WRITTEN TASK: Revise the entries below by changing every "even-odd" to "nonzero" and leaving everything else unchanged.

DATA SHOWN:

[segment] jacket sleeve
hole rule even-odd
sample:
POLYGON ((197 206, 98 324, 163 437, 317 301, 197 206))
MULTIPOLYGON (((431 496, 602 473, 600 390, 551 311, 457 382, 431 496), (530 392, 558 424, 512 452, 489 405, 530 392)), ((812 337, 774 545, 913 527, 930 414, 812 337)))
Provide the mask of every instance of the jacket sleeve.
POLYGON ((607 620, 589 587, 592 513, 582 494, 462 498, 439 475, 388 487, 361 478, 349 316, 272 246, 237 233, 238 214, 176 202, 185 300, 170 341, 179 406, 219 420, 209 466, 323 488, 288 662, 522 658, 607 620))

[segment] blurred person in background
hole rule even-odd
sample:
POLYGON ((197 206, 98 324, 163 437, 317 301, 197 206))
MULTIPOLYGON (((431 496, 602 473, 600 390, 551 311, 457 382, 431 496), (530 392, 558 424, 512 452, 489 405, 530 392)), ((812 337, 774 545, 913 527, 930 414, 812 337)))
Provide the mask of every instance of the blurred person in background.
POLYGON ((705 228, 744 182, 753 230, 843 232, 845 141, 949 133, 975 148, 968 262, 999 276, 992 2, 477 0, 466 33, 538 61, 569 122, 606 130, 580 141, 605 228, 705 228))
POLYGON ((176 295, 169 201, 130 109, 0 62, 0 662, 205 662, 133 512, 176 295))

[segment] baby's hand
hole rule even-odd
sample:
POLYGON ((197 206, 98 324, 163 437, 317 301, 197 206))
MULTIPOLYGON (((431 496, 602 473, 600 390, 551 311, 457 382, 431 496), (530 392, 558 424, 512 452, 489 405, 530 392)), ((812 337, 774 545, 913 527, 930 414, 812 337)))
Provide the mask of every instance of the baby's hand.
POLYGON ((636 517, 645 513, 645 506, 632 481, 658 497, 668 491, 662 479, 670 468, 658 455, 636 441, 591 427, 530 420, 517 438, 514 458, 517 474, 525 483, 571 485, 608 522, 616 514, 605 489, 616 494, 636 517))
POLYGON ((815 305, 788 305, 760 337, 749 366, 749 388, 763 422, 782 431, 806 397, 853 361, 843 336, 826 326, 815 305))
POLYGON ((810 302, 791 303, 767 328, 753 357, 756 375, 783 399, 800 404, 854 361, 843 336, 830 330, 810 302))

OUTPUT FOR THIS TASK:
[segment] jacket sleeve
hole rule nonzero
sample:
POLYGON ((197 206, 98 324, 163 437, 317 301, 197 206))
MULTIPOLYGON (((431 496, 602 473, 600 390, 551 311, 457 382, 431 496), (530 392, 558 424, 512 452, 489 405, 530 392)), ((812 337, 774 545, 913 527, 930 414, 812 337)))
Provide the mask of every instance of the jacket sleeve.
POLYGON ((607 620, 589 587, 592 513, 582 494, 462 498, 439 475, 388 487, 361 478, 349 316, 272 246, 237 233, 238 214, 176 202, 185 300, 170 341, 179 406, 219 420, 209 466, 323 488, 288 662, 522 658, 607 620))

[segment] blurred person in background
hole rule nonzero
sample:
POLYGON ((197 206, 98 324, 163 437, 317 301, 197 206))
MULTIPOLYGON (((431 496, 602 473, 600 390, 551 311, 457 382, 431 496), (530 392, 558 424, 512 452, 489 405, 530 392)), ((812 337, 774 545, 913 527, 930 414, 812 337)))
Provide the mask of every instance of the blurred person in background.
POLYGON ((705 228, 744 182, 753 230, 843 232, 845 141, 949 133, 975 148, 968 262, 999 276, 992 2, 477 0, 466 33, 538 61, 569 122, 606 130, 580 141, 605 228, 705 228))
POLYGON ((176 295, 169 201, 130 109, 0 62, 0 662, 205 662, 133 512, 176 295))

[segment] baby's hand
hole rule nonzero
sample:
POLYGON ((197 206, 98 324, 163 437, 317 301, 197 206))
MULTIPOLYGON (((431 496, 602 473, 600 390, 551 311, 457 382, 431 496), (530 392, 558 424, 512 452, 489 405, 530 392)), ((812 337, 774 545, 913 527, 930 414, 812 337)))
Provide the mask of every instance of the baby's hand.
POLYGON ((636 517, 645 513, 645 506, 632 481, 658 497, 668 491, 662 479, 670 468, 658 455, 636 441, 591 427, 530 420, 517 438, 514 458, 517 474, 525 483, 571 485, 608 522, 616 514, 605 489, 616 494, 636 517))
POLYGON ((815 305, 788 305, 760 337, 749 366, 749 388, 763 422, 782 431, 806 397, 853 361, 843 336, 826 326, 815 305))
POLYGON ((810 302, 791 303, 767 328, 753 357, 756 375, 783 399, 800 404, 854 361, 843 336, 830 330, 810 302))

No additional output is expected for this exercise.